A qualidade de vida no país melhorou e vivemos mais: a expectativa de vida para quem já chegou aos 65 é de 83 anos em todos os estados (não a confunda com a expectativa de vida ao nascer, derrubada em regiões pobres pela desgraça da mortalidade infantil e pela tragédia do assassinato de jovens). Enquanto isso, as famílias brasileiras decidiram ter menos filhos. São menos pessoas para financiar os benefícios dos brasileiros que vivem mais.

O crescimento do déficit previdenciário devora as outras áreas do Orçamento. Alguns defendem a tese de que a saúde e a assistência social devem ser sacrificadas: elas dividem com o déficit da Pre­vidência as contribuições sociais (CSLL, Cofins). Essa despesa frenética também pode ser absorvida por mais impostos ou mais dívida. O sucesso dos governos eleitos em outubro — o do presidente e o dos governadores — depende de uma ampla reforma.

▶ _TAREFA 1_
Segundo o texto sobre a Previdência, qual é a expectativa de vida de quem já chegou aos 65 anos?

▶ _DADOS FORNECIDOS_

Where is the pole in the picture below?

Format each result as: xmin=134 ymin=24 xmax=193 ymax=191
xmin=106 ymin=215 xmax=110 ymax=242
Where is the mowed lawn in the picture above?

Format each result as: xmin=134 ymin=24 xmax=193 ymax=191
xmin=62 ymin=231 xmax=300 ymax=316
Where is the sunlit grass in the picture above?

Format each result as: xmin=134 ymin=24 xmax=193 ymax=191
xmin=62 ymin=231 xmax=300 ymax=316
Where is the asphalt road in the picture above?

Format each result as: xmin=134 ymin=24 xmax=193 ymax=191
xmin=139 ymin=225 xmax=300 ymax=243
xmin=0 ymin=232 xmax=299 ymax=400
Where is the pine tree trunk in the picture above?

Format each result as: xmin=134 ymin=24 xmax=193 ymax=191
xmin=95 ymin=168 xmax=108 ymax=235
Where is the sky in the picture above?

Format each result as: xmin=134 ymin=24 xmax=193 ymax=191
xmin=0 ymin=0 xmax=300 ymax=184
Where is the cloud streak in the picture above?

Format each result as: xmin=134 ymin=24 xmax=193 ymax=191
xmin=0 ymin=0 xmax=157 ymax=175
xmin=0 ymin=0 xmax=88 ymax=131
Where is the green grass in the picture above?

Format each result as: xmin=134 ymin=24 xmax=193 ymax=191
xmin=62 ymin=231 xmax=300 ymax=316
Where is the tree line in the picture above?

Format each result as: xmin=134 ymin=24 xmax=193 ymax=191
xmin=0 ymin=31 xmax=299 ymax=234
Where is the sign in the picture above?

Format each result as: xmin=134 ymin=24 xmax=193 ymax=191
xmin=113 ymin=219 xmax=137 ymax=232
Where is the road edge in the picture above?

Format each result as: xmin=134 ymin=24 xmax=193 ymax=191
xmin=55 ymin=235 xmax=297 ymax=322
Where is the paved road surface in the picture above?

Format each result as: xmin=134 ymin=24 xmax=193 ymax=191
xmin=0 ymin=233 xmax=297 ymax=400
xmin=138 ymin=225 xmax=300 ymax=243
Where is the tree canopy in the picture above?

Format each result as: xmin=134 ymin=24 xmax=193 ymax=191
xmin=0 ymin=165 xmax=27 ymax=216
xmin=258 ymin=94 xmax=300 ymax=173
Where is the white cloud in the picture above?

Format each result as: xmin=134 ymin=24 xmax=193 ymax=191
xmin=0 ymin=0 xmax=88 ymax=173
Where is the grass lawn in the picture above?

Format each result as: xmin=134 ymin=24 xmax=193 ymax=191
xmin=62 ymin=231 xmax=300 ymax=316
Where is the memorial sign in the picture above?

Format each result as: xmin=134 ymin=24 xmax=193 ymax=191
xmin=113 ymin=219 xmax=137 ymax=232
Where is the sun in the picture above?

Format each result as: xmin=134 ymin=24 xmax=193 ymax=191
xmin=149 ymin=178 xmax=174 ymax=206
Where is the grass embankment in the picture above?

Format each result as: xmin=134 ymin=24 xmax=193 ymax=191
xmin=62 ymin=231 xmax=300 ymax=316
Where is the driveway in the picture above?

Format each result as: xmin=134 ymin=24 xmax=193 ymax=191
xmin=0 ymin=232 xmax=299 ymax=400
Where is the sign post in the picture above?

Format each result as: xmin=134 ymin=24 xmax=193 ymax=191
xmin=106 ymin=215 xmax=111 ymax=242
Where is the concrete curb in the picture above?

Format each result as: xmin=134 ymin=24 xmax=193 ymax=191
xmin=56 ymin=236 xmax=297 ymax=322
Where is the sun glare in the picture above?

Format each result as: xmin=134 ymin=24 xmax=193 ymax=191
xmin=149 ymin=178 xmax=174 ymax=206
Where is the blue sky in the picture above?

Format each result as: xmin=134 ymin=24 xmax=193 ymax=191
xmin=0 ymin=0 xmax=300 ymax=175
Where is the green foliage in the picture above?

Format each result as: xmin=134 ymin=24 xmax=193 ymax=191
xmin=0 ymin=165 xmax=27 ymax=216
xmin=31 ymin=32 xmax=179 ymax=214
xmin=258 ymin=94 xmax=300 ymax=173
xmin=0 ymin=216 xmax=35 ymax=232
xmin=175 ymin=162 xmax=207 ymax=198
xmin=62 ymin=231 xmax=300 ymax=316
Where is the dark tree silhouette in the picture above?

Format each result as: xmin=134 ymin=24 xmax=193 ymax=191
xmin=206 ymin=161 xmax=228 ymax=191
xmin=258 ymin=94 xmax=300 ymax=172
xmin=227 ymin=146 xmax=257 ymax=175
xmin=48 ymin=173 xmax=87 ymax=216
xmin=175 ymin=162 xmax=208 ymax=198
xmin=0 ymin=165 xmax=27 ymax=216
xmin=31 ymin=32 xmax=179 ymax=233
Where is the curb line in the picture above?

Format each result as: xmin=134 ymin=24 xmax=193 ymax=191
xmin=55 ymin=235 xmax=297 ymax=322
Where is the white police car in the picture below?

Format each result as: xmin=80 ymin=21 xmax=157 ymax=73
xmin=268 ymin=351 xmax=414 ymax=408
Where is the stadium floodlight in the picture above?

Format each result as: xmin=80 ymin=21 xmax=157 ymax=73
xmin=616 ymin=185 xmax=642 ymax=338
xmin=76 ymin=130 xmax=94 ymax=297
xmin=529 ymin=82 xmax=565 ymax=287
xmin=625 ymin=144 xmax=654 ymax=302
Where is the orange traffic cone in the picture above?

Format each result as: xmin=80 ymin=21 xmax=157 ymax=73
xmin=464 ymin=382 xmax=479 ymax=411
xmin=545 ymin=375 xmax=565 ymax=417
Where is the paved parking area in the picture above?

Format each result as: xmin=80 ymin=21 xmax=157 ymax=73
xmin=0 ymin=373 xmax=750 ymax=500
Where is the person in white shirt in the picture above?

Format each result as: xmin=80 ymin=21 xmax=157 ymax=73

▶ _TAREFA 2_
Reproduza sem alterações as linhas dos dados fornecidos acima, da primeira linha até a linha que contém "xmin=0 ymin=31 xmax=299 ymax=234", ambas incluídas.

▶ _SAÍDA COMPLETA 1_
É de 83 anos em todos os estados.

▶ _SAÍDA COMPLETA 2_
Where is the pole in the picture below?

Format each result as: xmin=134 ymin=24 xmax=193 ymax=191
xmin=106 ymin=215 xmax=110 ymax=242
Where is the mowed lawn in the picture above?

Format each result as: xmin=134 ymin=24 xmax=193 ymax=191
xmin=62 ymin=231 xmax=300 ymax=316
Where is the sunlit grass in the picture above?

Format each result as: xmin=134 ymin=24 xmax=193 ymax=191
xmin=62 ymin=231 xmax=300 ymax=316
Where is the asphalt road in the picture above?

Format each result as: xmin=134 ymin=24 xmax=193 ymax=191
xmin=139 ymin=225 xmax=300 ymax=243
xmin=0 ymin=232 xmax=299 ymax=400
Where is the pine tree trunk in the picture above?

Format each result as: xmin=134 ymin=24 xmax=193 ymax=191
xmin=95 ymin=168 xmax=108 ymax=235
Where is the sky in the picture above?

Format each result as: xmin=134 ymin=24 xmax=193 ymax=191
xmin=0 ymin=0 xmax=300 ymax=184
Where is the cloud streak in the picture above?

Format each result as: xmin=134 ymin=24 xmax=193 ymax=191
xmin=0 ymin=0 xmax=157 ymax=175
xmin=0 ymin=0 xmax=88 ymax=131
Where is the green grass in the picture above?

Format each result as: xmin=134 ymin=24 xmax=193 ymax=191
xmin=62 ymin=231 xmax=300 ymax=316
Where is the tree line in the picture above?

Format each result as: xmin=134 ymin=24 xmax=193 ymax=191
xmin=0 ymin=31 xmax=299 ymax=234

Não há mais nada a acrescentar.